• _Selection_
'''

Amid a sea of geopolitical changes, the global second-home market has remained strong, experts say, with the most in-demand locations being those that offer a lifestyle benefit, like sun and sand, with personal security.
In addition to those factors, Knight Frank’s 2017 Wealth Report also showed that ultra-high-net-worth individuals are driven to purchase residential properties in places that are considered a safe haven for capital preservation; where there are educational and healthcare opportunities; and where there is the opportunity for capital appreciation.
Given these factors, defining which second-home markets are hottest today requires some geographic segmentation based on where buyers have primary residences, said Michael Valdes, the global vice president of international servicing at Sotheby’s International Realty Affiliates, as well as consideration into why, depending on where they live, they want to purchase a second home.
“While the reasons why someone is purchasing might vary, where they land often comes down to practical factors, like where it’s easy to get to, and access to direct flights, or where there’s a common language or local community and infrastructure that would make a buyer feel comfortable,” said Mr. Valdes, who lives in New York, but travels about 200 days per year. “This needs to be an investment that makes sense.”
Popular Second-Home Markets Vary Depending on Buyers’ Primary Residences
If a second-home buyer lives in China, for instance, they are likely interested in purchasing a property somewhere with strong educational opportunities, Mr. Valdes said. When you factor in proximity to China and specifically look at cities where there are regular, direct flights as well as a built-in community, Australia and New Zealand make perfect sense.
Farther away, but offering the same benefits to Chinese buyers, are cities like Toronto and Vancouver, which have seen tremendous growth in recent years, at least in part fueled by second home demand, said Kate Everett-Allen, a partner in international research at Knight Frank.
Indian buyers, who also favor second homes where there are strong health and education benefits, still favor London, Mr. Valdes said. While U.K. buyers, who are often looking for the sun and sand their country largely lacks, tend to favor Barbados, St. Vincent and the Grenadines and other properties in the British Virgin Islands, Mr. Valdes said.
— Mansion Global (@MansionGlobal) February 1, 2017
Buyers from Singapore, who want a second home somewhere geographically appropriate that’s also a solid investment, will likely consider properties in Indonesia, Malaysia or Jakarta, where their investment will be safe and there are currency and governmental plays in place, Mr. Valdes said.
U.S. buyers looking abroad, who are backed by the strong dollar, are also taking advantage of the currency play, experts say. St. Bart’s, Berlin, Lake Como and other Italian cities that had been European centric for some time are now seeing American interest strengthen.
In addition, U.S. buyers looking abroad are buying in resort communities in the Dominican Republic, Mr. Valdes said, as well as in Puerto Rico, where they’re taking a calculated risk in what some consider an interesting and on-the-rise market.

'''

• _Written problem_
Answer these three questions from the second-home market article above:
1. At which company is Michael Valdes the global vice president of international servicing?
2. Which city do Indian buyers still favor?
3. In which country are U.S. buyers buying in resort communities?

• _Material provided_
'''

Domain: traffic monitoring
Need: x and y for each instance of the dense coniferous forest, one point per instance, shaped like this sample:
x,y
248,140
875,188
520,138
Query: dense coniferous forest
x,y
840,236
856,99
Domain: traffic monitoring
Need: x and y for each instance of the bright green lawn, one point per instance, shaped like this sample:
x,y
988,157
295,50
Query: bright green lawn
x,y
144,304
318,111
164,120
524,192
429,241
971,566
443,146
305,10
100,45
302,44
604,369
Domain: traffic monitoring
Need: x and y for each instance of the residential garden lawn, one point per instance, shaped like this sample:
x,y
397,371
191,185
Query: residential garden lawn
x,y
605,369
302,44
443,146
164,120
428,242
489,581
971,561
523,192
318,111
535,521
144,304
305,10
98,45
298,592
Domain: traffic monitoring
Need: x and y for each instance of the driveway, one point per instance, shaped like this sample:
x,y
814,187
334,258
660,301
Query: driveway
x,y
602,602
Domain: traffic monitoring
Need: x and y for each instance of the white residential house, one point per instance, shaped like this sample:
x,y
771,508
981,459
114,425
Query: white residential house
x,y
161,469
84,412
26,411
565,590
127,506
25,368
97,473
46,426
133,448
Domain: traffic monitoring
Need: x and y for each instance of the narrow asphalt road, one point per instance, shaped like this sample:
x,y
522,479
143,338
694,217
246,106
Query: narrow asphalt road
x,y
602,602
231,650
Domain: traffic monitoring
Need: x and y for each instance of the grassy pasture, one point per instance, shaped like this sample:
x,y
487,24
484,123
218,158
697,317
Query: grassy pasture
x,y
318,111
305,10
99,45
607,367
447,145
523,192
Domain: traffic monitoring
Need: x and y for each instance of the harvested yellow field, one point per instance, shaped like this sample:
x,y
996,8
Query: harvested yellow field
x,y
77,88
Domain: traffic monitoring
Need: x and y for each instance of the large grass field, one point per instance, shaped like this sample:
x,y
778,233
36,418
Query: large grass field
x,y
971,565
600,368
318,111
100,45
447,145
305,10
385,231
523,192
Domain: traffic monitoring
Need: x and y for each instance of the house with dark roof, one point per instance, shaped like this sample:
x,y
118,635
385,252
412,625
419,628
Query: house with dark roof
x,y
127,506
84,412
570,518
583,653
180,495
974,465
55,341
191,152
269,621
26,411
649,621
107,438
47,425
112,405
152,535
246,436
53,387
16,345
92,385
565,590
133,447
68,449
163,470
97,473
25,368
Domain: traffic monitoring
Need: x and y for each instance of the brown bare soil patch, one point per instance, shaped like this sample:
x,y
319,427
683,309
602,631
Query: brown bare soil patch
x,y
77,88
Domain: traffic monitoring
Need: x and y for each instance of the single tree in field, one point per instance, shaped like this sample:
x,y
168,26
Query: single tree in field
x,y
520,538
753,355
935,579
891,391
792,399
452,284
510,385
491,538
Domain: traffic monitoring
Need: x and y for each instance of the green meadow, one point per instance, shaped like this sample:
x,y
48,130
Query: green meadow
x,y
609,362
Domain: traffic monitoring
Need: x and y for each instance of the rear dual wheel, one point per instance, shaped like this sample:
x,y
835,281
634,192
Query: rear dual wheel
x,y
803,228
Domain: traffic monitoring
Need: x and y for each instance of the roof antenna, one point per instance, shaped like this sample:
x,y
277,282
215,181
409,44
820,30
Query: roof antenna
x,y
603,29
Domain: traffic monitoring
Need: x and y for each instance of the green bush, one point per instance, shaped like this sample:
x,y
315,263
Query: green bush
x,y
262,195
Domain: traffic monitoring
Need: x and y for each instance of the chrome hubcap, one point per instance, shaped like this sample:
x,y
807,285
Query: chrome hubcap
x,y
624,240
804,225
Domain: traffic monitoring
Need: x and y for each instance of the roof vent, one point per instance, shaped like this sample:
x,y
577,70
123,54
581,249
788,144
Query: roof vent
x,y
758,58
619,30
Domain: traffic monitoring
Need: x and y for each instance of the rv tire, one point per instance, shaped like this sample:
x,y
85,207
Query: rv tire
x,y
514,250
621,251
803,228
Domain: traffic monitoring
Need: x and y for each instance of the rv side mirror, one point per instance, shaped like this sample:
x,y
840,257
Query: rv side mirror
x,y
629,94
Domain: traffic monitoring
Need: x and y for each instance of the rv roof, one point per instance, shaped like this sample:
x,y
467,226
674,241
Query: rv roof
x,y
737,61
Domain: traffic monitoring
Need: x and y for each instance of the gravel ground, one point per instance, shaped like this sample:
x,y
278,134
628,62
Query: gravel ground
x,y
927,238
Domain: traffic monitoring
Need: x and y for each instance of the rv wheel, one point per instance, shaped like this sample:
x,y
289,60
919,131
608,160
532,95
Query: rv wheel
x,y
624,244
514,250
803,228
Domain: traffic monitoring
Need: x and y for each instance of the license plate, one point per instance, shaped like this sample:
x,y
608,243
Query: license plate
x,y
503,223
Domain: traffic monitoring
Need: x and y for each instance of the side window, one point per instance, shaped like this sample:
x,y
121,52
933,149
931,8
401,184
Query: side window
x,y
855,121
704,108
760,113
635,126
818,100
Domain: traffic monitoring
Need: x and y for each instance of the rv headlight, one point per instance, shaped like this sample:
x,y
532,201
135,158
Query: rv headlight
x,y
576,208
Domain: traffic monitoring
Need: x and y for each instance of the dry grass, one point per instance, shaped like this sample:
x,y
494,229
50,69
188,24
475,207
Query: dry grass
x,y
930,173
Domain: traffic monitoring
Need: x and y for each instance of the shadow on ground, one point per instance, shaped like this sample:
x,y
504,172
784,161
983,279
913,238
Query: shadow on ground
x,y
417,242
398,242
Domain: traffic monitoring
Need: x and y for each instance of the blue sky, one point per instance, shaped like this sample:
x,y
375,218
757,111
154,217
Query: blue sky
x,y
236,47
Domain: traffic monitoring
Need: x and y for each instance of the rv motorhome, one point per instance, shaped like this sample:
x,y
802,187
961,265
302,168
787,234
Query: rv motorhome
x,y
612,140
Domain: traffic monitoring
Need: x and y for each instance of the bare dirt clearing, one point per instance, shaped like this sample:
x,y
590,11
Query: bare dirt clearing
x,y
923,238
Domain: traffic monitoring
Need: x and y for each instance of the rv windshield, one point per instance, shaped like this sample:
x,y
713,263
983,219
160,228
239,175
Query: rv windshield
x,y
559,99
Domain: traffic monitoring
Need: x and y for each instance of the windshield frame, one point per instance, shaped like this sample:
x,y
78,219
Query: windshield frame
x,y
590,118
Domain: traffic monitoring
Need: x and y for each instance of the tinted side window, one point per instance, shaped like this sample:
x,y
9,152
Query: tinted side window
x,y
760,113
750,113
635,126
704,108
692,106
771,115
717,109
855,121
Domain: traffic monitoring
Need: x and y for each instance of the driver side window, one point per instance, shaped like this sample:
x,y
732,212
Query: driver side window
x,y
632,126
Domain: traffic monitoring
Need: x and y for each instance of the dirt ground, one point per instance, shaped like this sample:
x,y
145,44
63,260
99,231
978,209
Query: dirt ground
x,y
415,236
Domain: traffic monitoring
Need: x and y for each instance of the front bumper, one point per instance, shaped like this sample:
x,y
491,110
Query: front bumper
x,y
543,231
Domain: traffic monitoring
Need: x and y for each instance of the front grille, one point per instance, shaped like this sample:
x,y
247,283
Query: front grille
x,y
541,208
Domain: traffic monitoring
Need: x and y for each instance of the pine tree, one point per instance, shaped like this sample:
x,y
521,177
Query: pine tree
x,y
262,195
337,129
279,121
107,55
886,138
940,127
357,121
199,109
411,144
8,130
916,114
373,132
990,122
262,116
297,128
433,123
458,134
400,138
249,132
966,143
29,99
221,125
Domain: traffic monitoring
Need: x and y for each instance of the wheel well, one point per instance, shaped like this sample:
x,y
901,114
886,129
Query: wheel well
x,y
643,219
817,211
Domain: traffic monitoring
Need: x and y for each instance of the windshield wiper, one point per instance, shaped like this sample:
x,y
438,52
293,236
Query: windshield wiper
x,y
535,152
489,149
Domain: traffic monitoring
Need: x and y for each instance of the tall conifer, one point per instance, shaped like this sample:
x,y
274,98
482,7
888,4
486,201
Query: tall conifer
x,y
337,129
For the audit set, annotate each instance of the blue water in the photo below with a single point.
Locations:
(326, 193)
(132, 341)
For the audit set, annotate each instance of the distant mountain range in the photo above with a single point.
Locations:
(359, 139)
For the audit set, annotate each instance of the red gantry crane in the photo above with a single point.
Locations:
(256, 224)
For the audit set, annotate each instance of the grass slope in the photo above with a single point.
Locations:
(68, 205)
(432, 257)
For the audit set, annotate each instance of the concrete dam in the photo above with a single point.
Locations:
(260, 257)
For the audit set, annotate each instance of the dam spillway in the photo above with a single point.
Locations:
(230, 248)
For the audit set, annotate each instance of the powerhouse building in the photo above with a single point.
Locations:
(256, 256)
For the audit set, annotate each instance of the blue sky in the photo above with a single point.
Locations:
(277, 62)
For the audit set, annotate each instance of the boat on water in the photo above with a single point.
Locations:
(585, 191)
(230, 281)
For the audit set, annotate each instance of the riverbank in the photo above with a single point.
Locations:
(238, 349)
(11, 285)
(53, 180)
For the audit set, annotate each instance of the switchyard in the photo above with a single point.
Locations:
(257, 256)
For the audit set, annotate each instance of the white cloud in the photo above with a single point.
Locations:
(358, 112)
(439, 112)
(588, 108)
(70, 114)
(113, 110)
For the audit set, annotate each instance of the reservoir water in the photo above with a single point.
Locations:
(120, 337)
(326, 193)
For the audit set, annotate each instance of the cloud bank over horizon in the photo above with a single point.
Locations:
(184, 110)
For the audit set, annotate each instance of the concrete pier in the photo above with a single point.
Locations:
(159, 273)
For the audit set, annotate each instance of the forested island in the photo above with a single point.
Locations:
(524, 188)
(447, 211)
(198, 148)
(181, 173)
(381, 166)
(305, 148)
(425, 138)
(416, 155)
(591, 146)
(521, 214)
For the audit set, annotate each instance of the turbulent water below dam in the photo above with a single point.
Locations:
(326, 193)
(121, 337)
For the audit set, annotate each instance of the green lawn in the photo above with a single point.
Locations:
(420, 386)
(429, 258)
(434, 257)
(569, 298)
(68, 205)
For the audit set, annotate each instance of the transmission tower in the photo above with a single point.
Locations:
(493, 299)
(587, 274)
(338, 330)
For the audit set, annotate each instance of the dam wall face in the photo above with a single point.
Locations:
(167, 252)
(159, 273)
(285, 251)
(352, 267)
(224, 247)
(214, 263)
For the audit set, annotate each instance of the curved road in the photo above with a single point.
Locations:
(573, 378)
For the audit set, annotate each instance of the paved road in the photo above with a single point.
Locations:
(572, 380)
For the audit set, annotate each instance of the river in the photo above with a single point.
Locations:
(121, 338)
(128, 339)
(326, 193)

'''

• _Task solution_
1. Sotheby’s International Realty Affiliates
2. London
3. The Dominican Republic